◆ THE PROBLEM ◆
Please copy, with no word changed, only the run of lines that opens with the line containing "of the ruffled" and closes with the last line below.

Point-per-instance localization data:
[Start of Attachment]
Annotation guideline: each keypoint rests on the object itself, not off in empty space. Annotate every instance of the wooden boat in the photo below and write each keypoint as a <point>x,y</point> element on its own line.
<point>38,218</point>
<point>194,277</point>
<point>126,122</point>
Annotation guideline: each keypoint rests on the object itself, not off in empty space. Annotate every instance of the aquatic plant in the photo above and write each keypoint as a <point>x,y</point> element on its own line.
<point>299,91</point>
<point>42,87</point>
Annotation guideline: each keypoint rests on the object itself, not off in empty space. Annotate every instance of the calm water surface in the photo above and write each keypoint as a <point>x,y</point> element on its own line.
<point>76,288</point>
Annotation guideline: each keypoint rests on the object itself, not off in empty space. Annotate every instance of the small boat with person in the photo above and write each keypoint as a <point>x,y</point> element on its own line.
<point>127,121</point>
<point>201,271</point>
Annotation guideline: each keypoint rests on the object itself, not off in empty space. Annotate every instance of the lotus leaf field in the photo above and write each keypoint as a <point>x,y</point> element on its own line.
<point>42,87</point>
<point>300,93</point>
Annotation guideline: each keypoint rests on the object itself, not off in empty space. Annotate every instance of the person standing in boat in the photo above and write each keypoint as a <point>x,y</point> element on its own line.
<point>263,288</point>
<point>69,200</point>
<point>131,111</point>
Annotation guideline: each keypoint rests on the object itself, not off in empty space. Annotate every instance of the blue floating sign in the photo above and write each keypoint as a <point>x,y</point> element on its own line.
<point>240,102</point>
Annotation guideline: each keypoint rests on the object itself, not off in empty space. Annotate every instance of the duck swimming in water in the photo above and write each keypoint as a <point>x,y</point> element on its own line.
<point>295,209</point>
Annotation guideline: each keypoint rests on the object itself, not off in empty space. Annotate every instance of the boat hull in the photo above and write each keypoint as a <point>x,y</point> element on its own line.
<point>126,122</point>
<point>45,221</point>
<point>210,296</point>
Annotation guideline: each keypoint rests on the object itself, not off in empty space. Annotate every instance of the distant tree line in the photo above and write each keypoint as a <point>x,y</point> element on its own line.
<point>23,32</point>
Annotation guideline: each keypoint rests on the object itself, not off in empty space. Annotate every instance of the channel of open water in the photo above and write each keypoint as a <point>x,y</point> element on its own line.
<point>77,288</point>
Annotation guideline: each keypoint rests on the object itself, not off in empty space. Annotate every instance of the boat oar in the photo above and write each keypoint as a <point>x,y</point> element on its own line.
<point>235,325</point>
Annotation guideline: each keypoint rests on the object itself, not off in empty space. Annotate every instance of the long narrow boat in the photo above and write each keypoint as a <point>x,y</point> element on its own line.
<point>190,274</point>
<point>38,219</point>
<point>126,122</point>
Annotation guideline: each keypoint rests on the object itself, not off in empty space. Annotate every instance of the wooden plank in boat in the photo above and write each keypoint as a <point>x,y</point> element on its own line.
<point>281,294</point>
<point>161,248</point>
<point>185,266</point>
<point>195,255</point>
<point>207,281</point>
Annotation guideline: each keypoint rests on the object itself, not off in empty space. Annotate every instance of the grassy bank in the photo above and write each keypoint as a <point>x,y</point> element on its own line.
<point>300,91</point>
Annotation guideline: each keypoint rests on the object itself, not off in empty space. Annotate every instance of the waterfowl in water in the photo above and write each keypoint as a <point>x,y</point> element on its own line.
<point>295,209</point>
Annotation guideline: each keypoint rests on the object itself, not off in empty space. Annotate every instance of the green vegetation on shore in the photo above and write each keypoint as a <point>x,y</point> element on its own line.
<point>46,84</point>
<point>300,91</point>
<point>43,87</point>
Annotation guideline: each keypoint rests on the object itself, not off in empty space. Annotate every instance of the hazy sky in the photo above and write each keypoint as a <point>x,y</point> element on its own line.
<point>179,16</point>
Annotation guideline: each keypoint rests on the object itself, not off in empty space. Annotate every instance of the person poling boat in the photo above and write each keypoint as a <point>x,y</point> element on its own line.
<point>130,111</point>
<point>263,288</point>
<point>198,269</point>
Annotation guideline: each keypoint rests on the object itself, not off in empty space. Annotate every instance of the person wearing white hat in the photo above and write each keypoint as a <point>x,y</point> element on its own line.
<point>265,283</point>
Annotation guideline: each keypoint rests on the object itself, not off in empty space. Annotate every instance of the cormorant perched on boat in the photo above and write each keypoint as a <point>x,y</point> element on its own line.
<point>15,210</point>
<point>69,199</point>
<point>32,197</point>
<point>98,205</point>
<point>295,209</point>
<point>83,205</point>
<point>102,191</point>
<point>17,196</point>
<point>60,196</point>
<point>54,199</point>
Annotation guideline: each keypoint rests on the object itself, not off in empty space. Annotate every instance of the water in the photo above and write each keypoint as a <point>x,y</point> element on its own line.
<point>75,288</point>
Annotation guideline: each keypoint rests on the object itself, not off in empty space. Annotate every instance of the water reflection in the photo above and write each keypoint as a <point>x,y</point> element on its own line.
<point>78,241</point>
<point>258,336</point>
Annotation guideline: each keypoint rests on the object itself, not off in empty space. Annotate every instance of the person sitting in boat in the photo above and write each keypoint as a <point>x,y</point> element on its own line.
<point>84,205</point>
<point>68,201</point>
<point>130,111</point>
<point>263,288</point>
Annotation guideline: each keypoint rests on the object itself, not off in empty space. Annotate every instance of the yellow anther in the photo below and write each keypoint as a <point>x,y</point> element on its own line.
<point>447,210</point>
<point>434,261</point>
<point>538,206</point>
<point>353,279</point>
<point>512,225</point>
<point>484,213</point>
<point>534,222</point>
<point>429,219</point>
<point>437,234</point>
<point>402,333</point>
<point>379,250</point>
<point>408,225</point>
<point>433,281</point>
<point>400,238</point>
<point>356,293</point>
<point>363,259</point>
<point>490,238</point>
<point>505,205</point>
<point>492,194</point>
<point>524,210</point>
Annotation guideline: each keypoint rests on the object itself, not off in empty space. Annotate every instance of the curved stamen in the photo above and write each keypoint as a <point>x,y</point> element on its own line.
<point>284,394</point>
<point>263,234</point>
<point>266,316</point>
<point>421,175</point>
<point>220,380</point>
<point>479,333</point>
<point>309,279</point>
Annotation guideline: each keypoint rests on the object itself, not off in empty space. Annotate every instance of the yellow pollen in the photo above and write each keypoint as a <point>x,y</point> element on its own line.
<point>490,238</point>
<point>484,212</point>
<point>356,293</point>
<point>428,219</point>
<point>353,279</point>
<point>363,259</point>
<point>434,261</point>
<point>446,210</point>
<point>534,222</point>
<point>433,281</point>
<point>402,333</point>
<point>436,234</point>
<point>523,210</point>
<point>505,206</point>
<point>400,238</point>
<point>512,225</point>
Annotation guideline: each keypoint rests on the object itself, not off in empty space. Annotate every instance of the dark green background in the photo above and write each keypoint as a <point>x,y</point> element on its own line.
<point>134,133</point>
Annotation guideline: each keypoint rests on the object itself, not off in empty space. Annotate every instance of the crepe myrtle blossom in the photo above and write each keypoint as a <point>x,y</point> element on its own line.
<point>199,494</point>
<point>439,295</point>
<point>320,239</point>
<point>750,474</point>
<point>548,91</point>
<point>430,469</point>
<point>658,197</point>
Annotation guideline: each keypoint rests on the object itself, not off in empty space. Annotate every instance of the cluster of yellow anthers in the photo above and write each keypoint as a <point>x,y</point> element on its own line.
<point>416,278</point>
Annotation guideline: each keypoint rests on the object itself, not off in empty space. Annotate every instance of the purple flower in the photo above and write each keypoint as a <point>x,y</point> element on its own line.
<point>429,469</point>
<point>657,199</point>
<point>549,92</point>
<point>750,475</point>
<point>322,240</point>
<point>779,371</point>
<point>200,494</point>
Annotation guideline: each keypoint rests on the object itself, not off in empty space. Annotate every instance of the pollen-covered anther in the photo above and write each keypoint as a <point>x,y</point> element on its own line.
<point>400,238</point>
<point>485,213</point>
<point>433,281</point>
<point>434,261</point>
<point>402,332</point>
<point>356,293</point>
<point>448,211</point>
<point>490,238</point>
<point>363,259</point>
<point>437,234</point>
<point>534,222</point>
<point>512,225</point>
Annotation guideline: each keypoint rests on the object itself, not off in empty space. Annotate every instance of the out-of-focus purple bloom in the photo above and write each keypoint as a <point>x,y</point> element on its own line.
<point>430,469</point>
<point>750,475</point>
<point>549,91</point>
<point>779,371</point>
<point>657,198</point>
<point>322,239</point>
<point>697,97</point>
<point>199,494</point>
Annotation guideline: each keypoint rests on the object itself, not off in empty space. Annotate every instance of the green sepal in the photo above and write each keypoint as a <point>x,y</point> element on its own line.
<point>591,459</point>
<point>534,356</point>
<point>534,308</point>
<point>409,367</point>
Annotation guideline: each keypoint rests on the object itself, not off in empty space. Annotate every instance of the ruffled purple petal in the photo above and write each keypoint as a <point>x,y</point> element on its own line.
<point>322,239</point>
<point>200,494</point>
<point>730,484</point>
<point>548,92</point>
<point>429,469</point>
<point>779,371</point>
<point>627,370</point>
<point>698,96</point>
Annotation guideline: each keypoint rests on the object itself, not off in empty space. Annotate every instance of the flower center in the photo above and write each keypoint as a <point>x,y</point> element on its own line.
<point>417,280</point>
[End of Attachment]
◆ RESULT OF THIS TASK ◆
Annotation guideline: each keypoint rests on the object itself, not off in empty space. Annotate every instance of the ruffled purple petal in the photo above and write each keypoint as a <point>x,y</point> element on its own line.
<point>322,239</point>
<point>200,494</point>
<point>730,484</point>
<point>548,92</point>
<point>429,469</point>
<point>779,371</point>
<point>627,370</point>
<point>698,96</point>
Annotation guideline: each keypoint rests on the object itself, not off in empty space. Annotate every instance of the flower center in the photo above and write each keypoint as a <point>x,y</point> element on its own line.
<point>417,280</point>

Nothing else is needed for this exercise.